── Given records ──

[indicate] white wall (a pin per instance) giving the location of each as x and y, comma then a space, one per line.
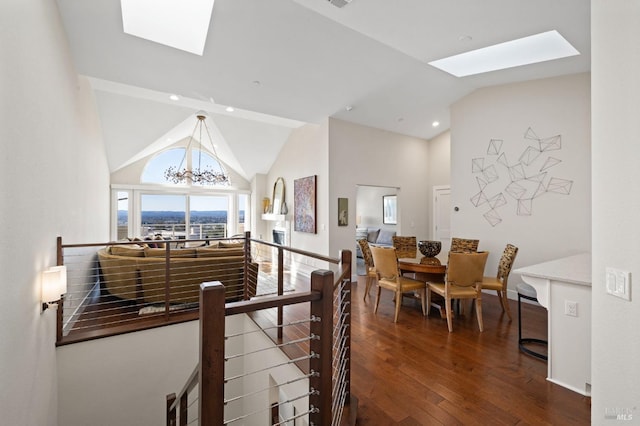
368, 206
123, 380
559, 225
615, 100
361, 155
304, 154
54, 182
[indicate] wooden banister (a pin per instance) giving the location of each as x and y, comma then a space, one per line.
321, 347
211, 389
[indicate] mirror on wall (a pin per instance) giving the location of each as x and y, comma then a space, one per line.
278, 203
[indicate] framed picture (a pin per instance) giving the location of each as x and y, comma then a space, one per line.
390, 209
343, 211
304, 204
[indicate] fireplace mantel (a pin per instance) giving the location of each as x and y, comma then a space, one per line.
274, 217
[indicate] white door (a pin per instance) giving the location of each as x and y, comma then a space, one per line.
442, 216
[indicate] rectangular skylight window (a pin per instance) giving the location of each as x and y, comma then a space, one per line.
179, 24
528, 50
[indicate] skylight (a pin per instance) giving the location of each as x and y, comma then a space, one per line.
524, 51
179, 24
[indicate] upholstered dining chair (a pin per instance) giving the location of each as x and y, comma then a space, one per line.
499, 282
462, 281
405, 246
389, 278
463, 245
368, 262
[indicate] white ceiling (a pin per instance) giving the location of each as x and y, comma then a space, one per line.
311, 60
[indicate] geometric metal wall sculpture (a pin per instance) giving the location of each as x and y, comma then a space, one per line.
528, 178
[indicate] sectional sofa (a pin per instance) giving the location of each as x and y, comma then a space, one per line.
136, 272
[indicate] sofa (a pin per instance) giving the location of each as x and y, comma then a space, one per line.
138, 272
375, 236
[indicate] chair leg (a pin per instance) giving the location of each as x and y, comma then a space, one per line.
398, 304
505, 304
375, 310
367, 287
448, 309
479, 313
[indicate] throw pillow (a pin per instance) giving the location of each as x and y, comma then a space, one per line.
132, 250
219, 252
226, 244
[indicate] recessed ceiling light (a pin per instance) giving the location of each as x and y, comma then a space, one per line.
179, 24
528, 50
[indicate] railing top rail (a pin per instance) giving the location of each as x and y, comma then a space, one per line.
76, 245
246, 306
297, 251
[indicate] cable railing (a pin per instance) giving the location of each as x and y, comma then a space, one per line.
259, 381
119, 287
125, 286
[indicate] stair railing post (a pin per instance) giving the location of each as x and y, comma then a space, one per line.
247, 259
171, 412
321, 346
280, 287
211, 380
345, 260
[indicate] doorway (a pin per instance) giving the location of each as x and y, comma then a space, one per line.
442, 216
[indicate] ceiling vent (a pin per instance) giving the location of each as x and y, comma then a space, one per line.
339, 3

───

#### [Directive]
Reproduce every entry exactly, but omit each picture.

#### [Expected answer]
[indicate] white wall (a pin per instance) giving the location of each as x and y, comma then a space, one per line.
368, 206
123, 380
559, 225
615, 100
361, 155
304, 154
54, 182
[indicate] wooden banister (a pin per instance) giving the location of each as x and y, comma then a space, one per line.
321, 347
211, 389
[indicate] mirror on wall (a pin per instance) giving the location of each as x and y, comma then a space, one per line.
278, 203
[indicate] framed picture (a pin per instance) giving the location of each as x and y, comma then a space, one per line.
390, 209
343, 211
304, 204
[indicate] fireplace mantel (a pin per instance) giving the location of each as x and y, comma then a space, one per line.
274, 217
[indicate] white door (a pin per instance) giving the location of each as x and y, comma then a space, one per line.
442, 216
[indicate] rectangular skylight window (a pin per instance) giving the location of each as x and y, comma then a space, one per line.
179, 24
528, 50
[indicate] skylight (a pin per instance) giving the location of each as x and y, comma then a space, one per line.
524, 51
179, 24
[indicate] upholstered dining chair (a pin per instance) giving the location of each as x and y, comma then a space, one per line.
499, 282
462, 281
405, 246
389, 278
463, 245
368, 262
[indicate] white ceiling (a pin per instance) giving the location of each as x and y, comma then a space, one per line.
311, 60
[indicate] geometric metal wall sculpture (a pin per instance) giving the location of each as x and y, comma then a space, one per line.
528, 178
[indicate] sectional sofa (a pin per instance) giving the location of each as x and y, comma then a space, one per line.
136, 272
[indicate] sofa (a pin per instance) giving the location of each as x and y, comma then a space, one per line.
138, 272
375, 236
[indicate] chair leg (a pin per instance) giving the location of each as x and y, comma then a space, one per line.
398, 304
505, 304
375, 310
367, 287
448, 309
479, 313
[indicate] throw pillow (a pin per instance) giving the location of each as x and y, comma then a space, one per line.
132, 250
219, 252
226, 244
[indicate] recessed ceiling light (a pin per instance) giving the location of each as x and y, comma then a space, one per line.
179, 24
528, 50
[indicate] railing top rail (a pin per instance) giving the location of each as x and y, comma then a space, one per line.
76, 245
246, 306
297, 251
[indicate] cable railing (a pin per instance) giving the location of each as x and y, comma then a space, one per line.
259, 381
119, 287
125, 286
[indicate] stair railing post (a pin per instance) giving the location of each as x and y, comma then a space, one per line.
247, 259
171, 412
321, 346
280, 287
211, 380
345, 260
[indicate] doorway (a pin per instance) giving the location of each as x and y, comma then a space, one per line.
442, 216
[indicate] ceiling vent (a pin per instance) giving the location of each as x and y, comma then a space, one per line.
339, 3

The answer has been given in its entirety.